**Short problem a:** In the records, from the line with "target | wooden oar wall decor" through the end of the records, swap "ceiling fan" for "overhead fan" and give those lines again with nothing else changed.

**Passage to read:**

-.-.-

Try to avoid stacking indentation levels. It causes us to run into the
80col limit even faster and tracing through nested if chains gets
tedious pretty quickly.

You can avoid it using linear if() ... else if() ... else chains, e.g.

if (rc == FLASH_ERR_MISSED_CC) {
   /* new stuff goes here */
} else if (rc) {
   /* old stuff goes here */
}

> +                       ++flash->async.retry_counter;
> +                       flash->async.in_progress_schedule_delay += FLASH_SCHEDULE_DELAY;
> +                       if (flash->async.retry_counter >= FLASH_RETRY_LIMIT) {
> +                               rc = OPAL_HARDWARE;
> +                               prlog(PR_TRACE, "flash_poll PROBLEM FLASH_RETRY_LIMIT of %i reached on transaction_id=%i\n",
> +                                       FLASH_RETRY_LIMIT,
> +                                       flash->async.transaction_id);
> +                       } else {
> +                               /*
> +                                * give the BT time to work and receive response
> +                                * throttle back to allow for congestion to clear
> +                                * cases observed were complete lack of ipmi response until very late
> +                                * or cases immediately following an unaligned window read/move (so slow)
> +                                */
> +                               flash->bl->flags |= IN_PROGRESS;
> +                               schedule_timer(&flash->async.poller, msecs_to_tb(flash->async.in_progress_schedule_delay));
> +                               return;
> +                       }
> +               } else {
> +                       if (rc != 0) {
> +                               rc = OPAL_HARDWARE;
> +                       }
> +               }
>         }
>
> -       opal_queue_msg(OPAL_MSG_ASYNC_COMP, NULL, NULL, flash->async.token, rc);
> +       flash->bl->flags &= IN_PROGRESS_MASK;
> +       flash->bl->flags &= ASYNC_REQUIRED_MASK;

Masks are for defining bit fields not the inverse of a specific bit.

-.-.-

**Short problem b:** Summarize the code review comments in two sentences.

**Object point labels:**
-.-.-

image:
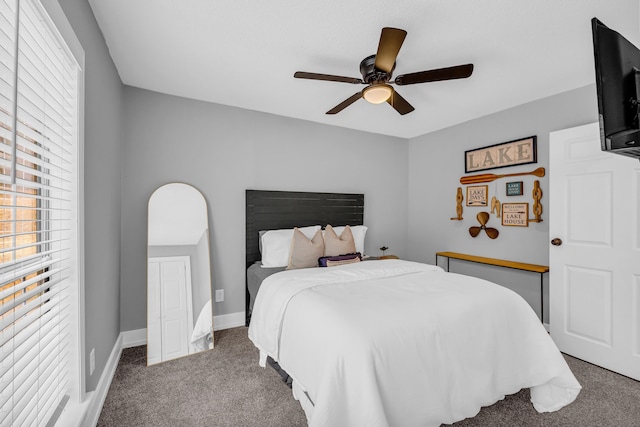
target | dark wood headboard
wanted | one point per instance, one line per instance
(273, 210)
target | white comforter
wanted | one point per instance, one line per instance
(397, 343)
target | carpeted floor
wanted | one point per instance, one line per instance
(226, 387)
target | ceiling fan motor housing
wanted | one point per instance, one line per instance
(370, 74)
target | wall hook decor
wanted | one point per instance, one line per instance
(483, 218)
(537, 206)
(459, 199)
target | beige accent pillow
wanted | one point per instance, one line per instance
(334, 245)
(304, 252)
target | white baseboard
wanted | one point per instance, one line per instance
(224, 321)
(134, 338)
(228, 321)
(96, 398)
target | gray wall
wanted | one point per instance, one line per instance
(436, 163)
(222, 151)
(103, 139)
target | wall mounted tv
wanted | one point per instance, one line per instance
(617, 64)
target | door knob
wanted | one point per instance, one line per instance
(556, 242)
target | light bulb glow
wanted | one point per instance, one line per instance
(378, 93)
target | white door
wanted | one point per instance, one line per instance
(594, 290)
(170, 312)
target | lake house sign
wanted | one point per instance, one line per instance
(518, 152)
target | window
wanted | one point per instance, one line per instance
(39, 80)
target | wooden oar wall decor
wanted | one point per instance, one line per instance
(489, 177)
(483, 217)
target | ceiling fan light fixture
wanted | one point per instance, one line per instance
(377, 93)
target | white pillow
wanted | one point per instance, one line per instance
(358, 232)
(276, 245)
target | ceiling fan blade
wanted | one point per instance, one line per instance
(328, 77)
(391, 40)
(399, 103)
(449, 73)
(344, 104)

-.-.-

**Written solution a:**
target | wooden oar wall decor
wanted | one point per instance, one line per instance
(489, 177)
(483, 217)
target | overhead fan light fixture
wanted | one point per instance, one line per instance
(377, 93)
target | white pillow
wanted | one point per instance, one line per instance
(358, 232)
(276, 245)
target | overhead fan blade
wanted | one point per instance, one line per instance
(328, 77)
(391, 40)
(399, 103)
(449, 73)
(344, 104)

**Written solution b:** The review advises against stacking indentation levels, since doing so hits the 80-column limit sooner and makes nested if chains tedious to trace, and recommends linear if/else if/else chains instead. It also points out that masks are for defining bit fields, not for the inverse of a specific bit.